• CONSIGNES DE L'EXERCICE:
[1] Reproduisez à l'identique le passage de l'extrait qui s'ouvre sur les mots « Son intervention a » et se clôt sur « forcément des viols. ».
[2] Selon l'extrait, sur quelle chaîne de télévision l'abbé Alain de la Morandais était-il invité le 18 mars ?

• EXTRAIT DU TEXTE:
= = = = =

Pourquoi les propos de l'abbé de la Morandais nient la réalité de la pédocriminalité
L’abbé Alain de la Morandais a affirmé sur LCI que certaines affaires de pédocriminalité ne relevaient pas du viol car "un enfant cherche spontanément de la tendresse".
Son intervention a laissé les téléspectateurs sans voix. Le 18 mars, l’abbé Alain de la Morandais, 83 ans, était invité sur le plateau de Audrey & Co sur la chaîne LCI. Interrogé sur les nombreux scandales de pédocriminalité au sein de l’Eglise catholique, et sur les solutions envisagées pour endiguer ce fléau, il a affirmé que ces actes n’étaient pas forcément des viols.
Voici le dialogue dans son intégralité :
Monia Kashmire, chroniqueuse : "La pédophilie est le cancer de l’Eglise catholique. Quelle est, selon vous, la solution ?"Alain de la Morandais : "On a toujours l’impression que c’est un viol, qu’il y a de la violence. Au départ, je ne crois pas. D’après les échos que j’ai eus des confidences, un enfant cherche spontanément la tendresse d’un homme ou d’une femme, et souvent, ce sont des gamins en frustration de tendresse."
Audrey Crespo-Mara, journaliste-présentatrice : "Mais la responsabilité, elle est chez l’adulte !"
Alain de la Morandais : "Bien entendu ! Mais le gamin, il va chercher… Vous avez tous observé qu’un gamin, il vient, il vous embrasse sur la bouche."
Pourquoi c’est problématique
En tenant ces propos, Alain de la Morandais insinue que les enfants violés ou agressés sexuellement par des adultes sont en partie responsables de ce qui leur arrive. Comme si, quelque part, ils avaient cherché le rapprochement physique en vue d’un contact sexuel.
Rappelons-le une nouvelle fois : un enfant n’est pas en mesure, psychiquement parlant, de consentir à un acte sexuel. "Il n’a pas du tout le développement psychoaffectif, émotionnel, le discernement ou la connaissance pour pouvoir décider d’un acte sexuel. Il ne connaît pas les conséquences qui peuvent être gravissimes pour lui. […] Surtout, il y a un impact traumatique connu des actes sexuels sur les enfants" expliquait la psychiatre et traumatologue Muriel Salmona sur le plateau du Magazine de la Santé en 2017.

= = = = =

• DONNÉES FOURNIES:
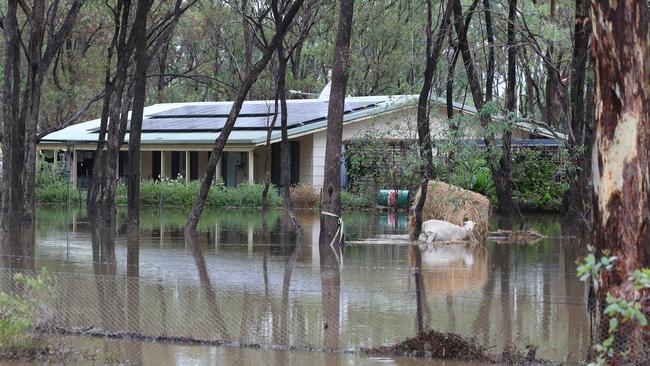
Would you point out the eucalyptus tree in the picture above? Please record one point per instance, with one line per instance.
(33, 33)
(331, 227)
(220, 142)
(433, 50)
(621, 168)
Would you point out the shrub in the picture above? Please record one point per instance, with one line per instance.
(538, 180)
(20, 310)
(354, 200)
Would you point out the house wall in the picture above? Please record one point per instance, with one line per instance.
(399, 125)
(260, 155)
(145, 164)
(306, 151)
(202, 164)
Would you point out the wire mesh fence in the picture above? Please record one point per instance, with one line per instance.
(316, 315)
(240, 288)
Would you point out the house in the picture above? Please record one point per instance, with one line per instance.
(177, 138)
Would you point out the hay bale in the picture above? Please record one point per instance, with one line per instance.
(454, 204)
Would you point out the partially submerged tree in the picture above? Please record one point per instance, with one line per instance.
(38, 41)
(220, 143)
(434, 47)
(330, 220)
(500, 172)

= = = = =

• SOLUTIONS DANS L'ORDRE:
[1]
Son intervention a laissé les téléspectateurs sans voix. Le 18 mars, l’abbé Alain de la Morandais, 83 ans, était invité sur le plateau de Audrey & Co sur la chaîne LCI. Interrogé sur les nombreux scandales de pédocriminalité au sein de l’Eglise catholique, et sur les solutions envisagées pour endiguer ce fléau, il a affirmé que ces actes n’étaient pas forcément des viols.

[2] LCI, sur le plateau de l'émission Audrey & Co.